[Dataset records — start]
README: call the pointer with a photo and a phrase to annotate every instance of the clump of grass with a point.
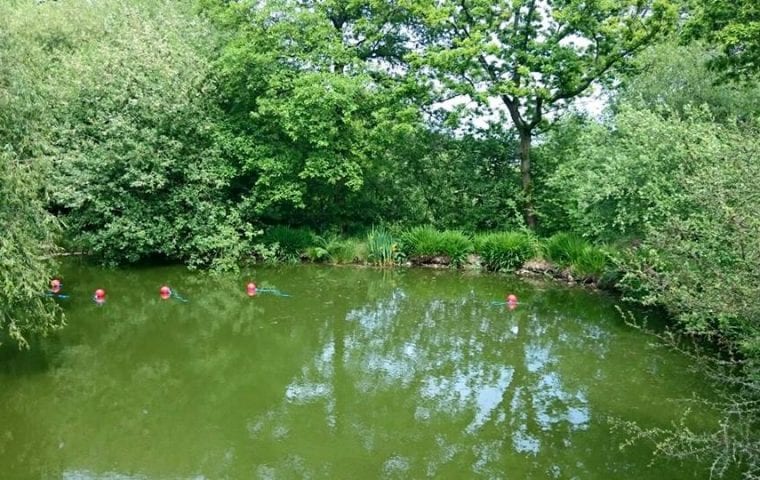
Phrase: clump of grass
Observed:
(382, 249)
(334, 249)
(583, 258)
(505, 250)
(565, 248)
(291, 243)
(428, 242)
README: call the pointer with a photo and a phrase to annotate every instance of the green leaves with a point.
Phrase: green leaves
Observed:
(26, 246)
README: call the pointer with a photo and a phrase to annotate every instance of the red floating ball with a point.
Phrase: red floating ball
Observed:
(165, 292)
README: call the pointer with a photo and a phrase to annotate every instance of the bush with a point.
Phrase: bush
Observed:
(291, 242)
(505, 250)
(428, 242)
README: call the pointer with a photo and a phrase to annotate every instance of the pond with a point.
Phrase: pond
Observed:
(359, 373)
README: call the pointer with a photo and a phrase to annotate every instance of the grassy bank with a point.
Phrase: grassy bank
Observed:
(565, 256)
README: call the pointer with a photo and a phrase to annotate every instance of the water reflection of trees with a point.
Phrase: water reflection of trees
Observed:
(457, 382)
(359, 374)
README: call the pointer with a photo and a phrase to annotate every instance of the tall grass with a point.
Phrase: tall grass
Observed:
(382, 249)
(428, 242)
(583, 258)
(337, 250)
(505, 250)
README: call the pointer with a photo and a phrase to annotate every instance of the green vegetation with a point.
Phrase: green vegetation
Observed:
(211, 133)
(505, 251)
(583, 258)
(26, 244)
(422, 243)
(382, 248)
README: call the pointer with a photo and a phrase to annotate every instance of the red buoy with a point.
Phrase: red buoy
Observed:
(511, 299)
(165, 292)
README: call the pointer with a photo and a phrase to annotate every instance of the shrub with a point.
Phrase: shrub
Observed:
[Dataset records — finish]
*Exercise*:
Read the records above. Show each line that has the string "instance".

*Exercise answer*:
README: call the pointer with a photo and a phrase to annotate every instance of the clump of grass with a point.
README: call the pointer with a photo and a phrase to annotate every instance of the green leaves with a point.
README: call the pointer with a photo and a phrase to annotate every instance of the red floating ball with a point.
README: call the pointer with a photo and a phrase to annotate every instance of the bush with a point.
README: call the pointer with a photo and a phrase to annotate every instance of the pond with a point.
README: call the pointer with a photo and a phrase to annotate every instance of the grassy bank with a point.
README: call the pointer with a photo and a phrase to annotate every instance of the water reflection of trees with a point.
README: call the pointer with a photo and a phrase to annotate every instance of the tall grass with a point.
README: call the pointer with a photo and a phrase to annotate every instance of the green vegetation with a point.
README: call the pointer with a photo and a phrase to annotate every instance of the red buoy with a point.
README: call the pointer with a photo and a phrase to annotate every instance of the shrub with a point.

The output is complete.